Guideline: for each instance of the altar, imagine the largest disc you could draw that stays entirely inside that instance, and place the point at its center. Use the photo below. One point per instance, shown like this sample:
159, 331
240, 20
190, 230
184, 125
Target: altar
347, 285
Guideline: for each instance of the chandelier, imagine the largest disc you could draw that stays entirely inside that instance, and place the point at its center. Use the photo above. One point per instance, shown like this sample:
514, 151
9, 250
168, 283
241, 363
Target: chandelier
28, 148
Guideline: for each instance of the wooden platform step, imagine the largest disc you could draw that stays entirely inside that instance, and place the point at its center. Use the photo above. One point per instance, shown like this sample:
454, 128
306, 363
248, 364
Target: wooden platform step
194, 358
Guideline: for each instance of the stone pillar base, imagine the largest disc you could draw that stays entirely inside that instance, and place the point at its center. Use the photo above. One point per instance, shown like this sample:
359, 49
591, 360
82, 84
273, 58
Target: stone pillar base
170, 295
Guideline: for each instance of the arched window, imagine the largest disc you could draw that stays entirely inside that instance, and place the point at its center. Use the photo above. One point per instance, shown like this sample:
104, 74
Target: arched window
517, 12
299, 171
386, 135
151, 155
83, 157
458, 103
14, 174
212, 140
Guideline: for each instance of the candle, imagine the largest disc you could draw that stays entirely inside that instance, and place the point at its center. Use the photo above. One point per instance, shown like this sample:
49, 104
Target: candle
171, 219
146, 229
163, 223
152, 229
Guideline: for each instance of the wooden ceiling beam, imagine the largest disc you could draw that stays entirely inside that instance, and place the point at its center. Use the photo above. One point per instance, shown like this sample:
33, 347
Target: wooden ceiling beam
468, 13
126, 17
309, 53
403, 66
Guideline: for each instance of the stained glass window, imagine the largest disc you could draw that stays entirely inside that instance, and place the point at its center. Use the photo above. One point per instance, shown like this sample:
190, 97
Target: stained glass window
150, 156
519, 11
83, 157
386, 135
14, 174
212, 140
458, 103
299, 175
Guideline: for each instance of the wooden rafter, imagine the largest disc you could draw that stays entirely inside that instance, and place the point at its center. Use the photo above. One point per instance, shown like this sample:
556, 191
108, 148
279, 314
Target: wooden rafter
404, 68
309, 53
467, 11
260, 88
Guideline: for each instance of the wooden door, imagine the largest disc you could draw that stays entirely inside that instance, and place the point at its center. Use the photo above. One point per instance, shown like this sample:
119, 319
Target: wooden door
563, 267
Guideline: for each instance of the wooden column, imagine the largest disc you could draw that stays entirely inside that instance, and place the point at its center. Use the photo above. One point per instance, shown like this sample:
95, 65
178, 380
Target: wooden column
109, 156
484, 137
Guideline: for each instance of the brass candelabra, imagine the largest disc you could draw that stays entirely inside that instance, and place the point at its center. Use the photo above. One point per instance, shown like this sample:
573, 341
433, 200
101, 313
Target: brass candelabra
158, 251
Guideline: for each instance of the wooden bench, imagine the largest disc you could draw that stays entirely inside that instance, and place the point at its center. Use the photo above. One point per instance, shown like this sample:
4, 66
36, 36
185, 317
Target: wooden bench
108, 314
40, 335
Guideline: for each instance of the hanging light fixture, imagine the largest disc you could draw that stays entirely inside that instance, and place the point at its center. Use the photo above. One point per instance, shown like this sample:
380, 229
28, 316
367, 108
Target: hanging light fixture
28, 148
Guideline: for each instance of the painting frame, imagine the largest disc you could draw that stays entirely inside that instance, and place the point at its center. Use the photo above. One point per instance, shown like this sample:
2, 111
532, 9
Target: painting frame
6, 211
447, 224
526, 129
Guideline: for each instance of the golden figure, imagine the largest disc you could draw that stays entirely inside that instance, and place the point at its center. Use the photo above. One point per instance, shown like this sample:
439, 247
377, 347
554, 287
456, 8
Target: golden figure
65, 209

- Exercise:
Repeat the whole listing above without any change.

- Response to this exercise:
Guideline: for each instance of the altar, imagine the largest disc you could draw that stays entirely inside that instance, and place the point at its center. Use the photo below. One point per instance, shown like this sample:
159, 331
240, 20
190, 230
184, 125
Target: altar
347, 285
Guideline: for each instance of the chandelier, imagine the largest disc you could draw that stays entirely inside that instance, and place the point at its center. Use the photo above. One point per instance, shown like this sample:
514, 151
9, 250
168, 283
241, 363
Target: chandelier
28, 148
Guideline: for each instance of the wooden platform step, imagine the largest disc you could draw that stays entirely inside that instance, and place the point at its center. Use the photo above. One point per instance, shown like this sample:
454, 128
306, 363
248, 364
Target: wooden platform step
194, 358
Guideline: for each instance of the stone pillar base, imagine the largest disc you could draw that stays entirely inside that instance, and place the point at its center. Use the photo above. One point per instance, shown like this sample:
359, 49
591, 360
82, 84
273, 58
Target: stone pillar base
170, 295
Guideline: for each instance of the arched window, imagine the largest disc you could draw that stays entirely inside that instance, and place the point at its center. Use the photo above. One point per instance, shown like this sample:
104, 74
Target: arched window
517, 12
299, 171
386, 135
151, 155
83, 157
458, 103
14, 174
212, 140
Guideline: for each instance of the candle, imagine the largest disc you could draw that stays entirely inside that instance, and place the point at its center. Use the photo above. One point per instance, shown like this sample:
49, 104
Target: candle
171, 219
146, 229
163, 223
152, 229
Guideline: for each instance of the wooden ceiling beam, imagine the largest disc you could draw that stays entirely inside that instance, and place the point at its center. Use the photo above. One point per instance, shown like this sample:
33, 347
Target: wooden ceiling beam
468, 13
126, 17
309, 53
403, 66
Guideline: for each instance of the stained glass window, imagine the largest disc you could draw that stays entirely inside that instance, and place the point at its center. Use the photo above. One point per instance, shown like this sample:
190, 97
Target: stained glass window
150, 156
519, 11
83, 157
386, 135
14, 174
212, 140
458, 103
299, 175
Guideline: for each instance of the wooden rafter, imagine the largest disc you could draw that stays entirely inside that instance, and place the point at its center. Use the photo above. One point per instance, shown like this sample:
556, 191
108, 148
279, 314
Target: wooden rafter
404, 68
309, 53
467, 11
260, 88
Guideline: for each instance of the wooden door, imagine the largest disc you could draw that stays entirely inside that instance, and place the point at its center. Use the photo above. One point per instance, shown like this sample:
119, 319
Target: wooden door
563, 267
Guideline: for each instance of the wooden column, imagine the largest disc you could draw that stays entirely inside that instance, and place the point at its center. Use the photo above. One point per instance, shown like this sample:
95, 65
178, 380
Target: wooden column
109, 156
484, 137
Guideline: for each instance of the brass candelabra, imagine the largest disc you could draw that stays entirely inside that instance, and place the point at its center. Use the photo above. One point per instance, shown like this sample:
573, 341
433, 200
101, 313
Target: brass candelabra
158, 251
Guideline: for each instance of the wooden bench, imagine the largest disc you could draw that stays entirely inside that instance, and place the point at its center. Use the photo above. One point per instance, shown like this sample:
4, 66
36, 36
185, 317
Target: wooden bench
108, 314
40, 335
Guideline: for each instance of the hanging light fixture, imagine the largest disc you could draw that stays entirely inside that instance, and place the point at its center. Use the photo above. One point per instance, shown like this sample:
380, 229
28, 316
367, 108
Target: hanging light fixture
28, 148
Guideline: for each instance of the painting frame, imagine the largest disc you could draw that stays entirely inside that instance, and place the point at its center. Use the photo above. One point per instance, shown like this sample:
2, 111
532, 9
Target: painting frame
6, 211
447, 224
526, 129
Guideline: for each instance of the golden figure, imagine the largest disc you could draw that stays entirely inside that instance, and place the point at its center. Use the photo above. One point per instance, shown like this sample:
439, 247
377, 347
554, 287
456, 8
Target: golden figure
65, 209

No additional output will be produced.